_Required action_
Restate word for word, and only, the lines that extend from the line containing "Target: player with afro hair" through the end of the records below.

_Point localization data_
--*--

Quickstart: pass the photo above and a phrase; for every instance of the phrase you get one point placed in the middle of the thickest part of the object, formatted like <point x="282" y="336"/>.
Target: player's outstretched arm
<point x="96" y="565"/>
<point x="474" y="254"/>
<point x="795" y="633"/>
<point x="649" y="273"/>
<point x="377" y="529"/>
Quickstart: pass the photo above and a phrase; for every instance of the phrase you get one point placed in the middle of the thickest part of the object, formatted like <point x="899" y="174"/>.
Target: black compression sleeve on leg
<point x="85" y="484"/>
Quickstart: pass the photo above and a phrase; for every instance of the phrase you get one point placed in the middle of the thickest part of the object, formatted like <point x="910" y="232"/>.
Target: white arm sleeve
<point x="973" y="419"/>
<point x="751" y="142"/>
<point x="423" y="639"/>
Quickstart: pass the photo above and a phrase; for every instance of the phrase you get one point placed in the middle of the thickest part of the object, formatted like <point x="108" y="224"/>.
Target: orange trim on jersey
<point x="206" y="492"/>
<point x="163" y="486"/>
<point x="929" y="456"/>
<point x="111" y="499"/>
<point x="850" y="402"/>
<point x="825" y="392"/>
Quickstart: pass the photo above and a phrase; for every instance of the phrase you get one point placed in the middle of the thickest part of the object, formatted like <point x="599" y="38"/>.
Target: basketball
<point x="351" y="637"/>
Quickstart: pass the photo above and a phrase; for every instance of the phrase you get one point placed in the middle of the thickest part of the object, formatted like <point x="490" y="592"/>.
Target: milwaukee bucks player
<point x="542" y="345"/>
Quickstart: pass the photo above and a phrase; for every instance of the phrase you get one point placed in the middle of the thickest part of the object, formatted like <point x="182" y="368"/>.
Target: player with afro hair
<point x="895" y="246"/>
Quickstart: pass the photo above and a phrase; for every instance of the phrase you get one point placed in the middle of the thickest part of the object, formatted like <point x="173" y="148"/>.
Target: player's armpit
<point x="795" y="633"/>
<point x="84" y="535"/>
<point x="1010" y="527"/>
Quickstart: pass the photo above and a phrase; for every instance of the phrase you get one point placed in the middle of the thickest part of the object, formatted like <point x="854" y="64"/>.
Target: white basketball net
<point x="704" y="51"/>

--*--

_Written answer_
Target: player with afro hair
<point x="895" y="246"/>
Quickstart: pass the photo above and a phrase; for every instance of the phrase you get one point placed in the middle of the thickest part of the object, formatted like <point x="173" y="148"/>.
Target: player's armpit
<point x="795" y="633"/>
<point x="84" y="535"/>
<point x="1010" y="527"/>
Quickstart: pass the photo above and a phrase; for every instance of the phrase you get one point placed in the middle of the thickest part of the object, formatted like <point x="854" y="64"/>.
Target: white basketball net
<point x="704" y="51"/>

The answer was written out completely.